Point-per-instance localization data
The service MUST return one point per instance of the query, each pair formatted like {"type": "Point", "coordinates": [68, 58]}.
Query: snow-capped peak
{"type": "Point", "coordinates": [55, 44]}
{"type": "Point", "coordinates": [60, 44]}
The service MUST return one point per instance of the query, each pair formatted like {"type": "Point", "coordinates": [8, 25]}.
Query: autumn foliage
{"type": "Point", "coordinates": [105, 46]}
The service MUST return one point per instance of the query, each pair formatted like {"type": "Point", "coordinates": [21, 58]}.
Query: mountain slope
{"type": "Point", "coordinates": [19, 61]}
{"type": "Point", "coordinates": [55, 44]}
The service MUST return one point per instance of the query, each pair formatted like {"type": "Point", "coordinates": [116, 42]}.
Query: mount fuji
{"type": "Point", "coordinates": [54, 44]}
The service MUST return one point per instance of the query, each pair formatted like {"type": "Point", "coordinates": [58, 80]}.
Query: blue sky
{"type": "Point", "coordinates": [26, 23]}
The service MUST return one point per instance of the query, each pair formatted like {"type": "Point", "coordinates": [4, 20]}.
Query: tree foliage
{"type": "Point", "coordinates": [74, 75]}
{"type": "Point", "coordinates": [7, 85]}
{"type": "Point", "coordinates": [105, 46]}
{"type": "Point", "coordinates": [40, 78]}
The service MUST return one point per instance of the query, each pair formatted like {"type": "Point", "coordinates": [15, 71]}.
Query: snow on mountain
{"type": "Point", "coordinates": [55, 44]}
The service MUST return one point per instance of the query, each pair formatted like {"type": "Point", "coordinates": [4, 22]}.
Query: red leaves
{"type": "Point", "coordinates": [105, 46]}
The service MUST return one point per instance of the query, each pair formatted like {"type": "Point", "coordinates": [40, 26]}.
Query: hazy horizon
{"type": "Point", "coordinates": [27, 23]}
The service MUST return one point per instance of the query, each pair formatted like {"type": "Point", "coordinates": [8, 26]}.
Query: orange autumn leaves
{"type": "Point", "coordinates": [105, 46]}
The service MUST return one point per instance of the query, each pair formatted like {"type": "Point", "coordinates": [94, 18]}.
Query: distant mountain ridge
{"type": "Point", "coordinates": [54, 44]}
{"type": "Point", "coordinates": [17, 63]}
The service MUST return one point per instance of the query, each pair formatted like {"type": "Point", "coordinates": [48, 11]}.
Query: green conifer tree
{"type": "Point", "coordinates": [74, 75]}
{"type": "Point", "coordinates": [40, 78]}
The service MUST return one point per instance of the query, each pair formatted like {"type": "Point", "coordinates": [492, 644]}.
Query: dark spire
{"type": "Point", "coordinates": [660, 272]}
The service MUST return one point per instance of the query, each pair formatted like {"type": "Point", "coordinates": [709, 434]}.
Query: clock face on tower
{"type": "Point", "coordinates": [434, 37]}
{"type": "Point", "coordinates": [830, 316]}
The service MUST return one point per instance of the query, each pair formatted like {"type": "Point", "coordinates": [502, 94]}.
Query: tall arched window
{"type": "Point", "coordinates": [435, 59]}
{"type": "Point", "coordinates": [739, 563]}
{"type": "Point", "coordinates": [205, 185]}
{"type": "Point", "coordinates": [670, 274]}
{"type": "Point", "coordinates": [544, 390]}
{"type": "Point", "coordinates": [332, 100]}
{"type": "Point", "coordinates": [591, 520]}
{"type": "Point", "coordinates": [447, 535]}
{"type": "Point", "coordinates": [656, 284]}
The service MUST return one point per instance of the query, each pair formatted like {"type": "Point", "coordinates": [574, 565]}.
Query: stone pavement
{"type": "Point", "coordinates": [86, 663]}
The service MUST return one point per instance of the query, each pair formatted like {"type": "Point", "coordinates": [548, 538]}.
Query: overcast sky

▶ [YOUR OBJECTIVE]
Your job is to restate all of the data word for word.

▶ [FINISHED TASK]
The service MUST return one point per instance of the query, each pair formatted like {"type": "Point", "coordinates": [68, 58]}.
Query: snow-capped peak
{"type": "Point", "coordinates": [55, 44]}
{"type": "Point", "coordinates": [60, 44]}
The service MUST return one point per instance of the query, each pair formatted like {"type": "Point", "coordinates": [8, 25]}.
Query: autumn foliage
{"type": "Point", "coordinates": [105, 46]}
The service MUST return one point per instance of the query, each pair formatted like {"type": "Point", "coordinates": [21, 58]}.
Query: mountain slope
{"type": "Point", "coordinates": [19, 61]}
{"type": "Point", "coordinates": [55, 44]}
The service MUST return one point per instance of the query, each pair formatted like {"type": "Point", "coordinates": [116, 42]}.
Query: mount fuji
{"type": "Point", "coordinates": [54, 44]}
The service MUST return one point per instance of the query, each pair formatted like {"type": "Point", "coordinates": [58, 80]}.
Query: blue sky
{"type": "Point", "coordinates": [26, 23]}
The service MUST return one point per instance of the query, each pair formatted like {"type": "Point", "coordinates": [4, 20]}.
Query: tree foliage
{"type": "Point", "coordinates": [74, 75]}
{"type": "Point", "coordinates": [7, 85]}
{"type": "Point", "coordinates": [105, 46]}
{"type": "Point", "coordinates": [40, 78]}
The service MUST return one point per instance of the query, each pair formatted like {"type": "Point", "coordinates": [15, 71]}.
Query: snow on mountain
{"type": "Point", "coordinates": [55, 44]}
The service MUST return one point per instance of the query, each pair formatted like {"type": "Point", "coordinates": [4, 22]}.
Query: red leaves
{"type": "Point", "coordinates": [105, 46]}
The service MUST return one point per instance of the query, each pair formatted like {"type": "Point", "coordinates": [40, 26]}.
Query: hazy horizon
{"type": "Point", "coordinates": [27, 23]}
The service MUST return one point per instance of the query, each pair formatted like {"type": "Point", "coordinates": [8, 26]}.
Query: orange autumn leaves
{"type": "Point", "coordinates": [105, 46]}
The service MUST return one point per instance of the query, each pair formatted like {"type": "Point", "coordinates": [94, 18]}.
Query: distant mountain ridge
{"type": "Point", "coordinates": [54, 44]}
{"type": "Point", "coordinates": [17, 63]}
The service MUST return one point per instance of the query, each pair formatted like {"type": "Point", "coordinates": [48, 11]}.
Query: green conifer tree
{"type": "Point", "coordinates": [74, 75]}
{"type": "Point", "coordinates": [40, 78]}
The service MUST return one point per instance of the query, each pair formatted like {"type": "Point", "coordinates": [492, 644]}.
Query: dark spire
{"type": "Point", "coordinates": [660, 272]}
The service MUST return one point per instance of the query, each pair formatted like {"type": "Point", "coordinates": [709, 434]}.
Query: clock face on tower
{"type": "Point", "coordinates": [434, 37]}
{"type": "Point", "coordinates": [830, 316]}
The service MUST return one point per instance of the query, each pair formatted like {"type": "Point", "coordinates": [502, 94]}.
Query: tall arched window
{"type": "Point", "coordinates": [435, 59]}
{"type": "Point", "coordinates": [739, 563]}
{"type": "Point", "coordinates": [205, 185]}
{"type": "Point", "coordinates": [670, 274]}
{"type": "Point", "coordinates": [544, 390]}
{"type": "Point", "coordinates": [332, 100]}
{"type": "Point", "coordinates": [591, 520]}
{"type": "Point", "coordinates": [447, 535]}
{"type": "Point", "coordinates": [656, 284]}
The service MUST return one point per instance of the query, each pair formatted like {"type": "Point", "coordinates": [574, 565]}.
Query: stone pavement
{"type": "Point", "coordinates": [86, 663]}
The service MUST return one point per instance of the query, each pair formatted like {"type": "Point", "coordinates": [548, 538]}.
Query: overcast sky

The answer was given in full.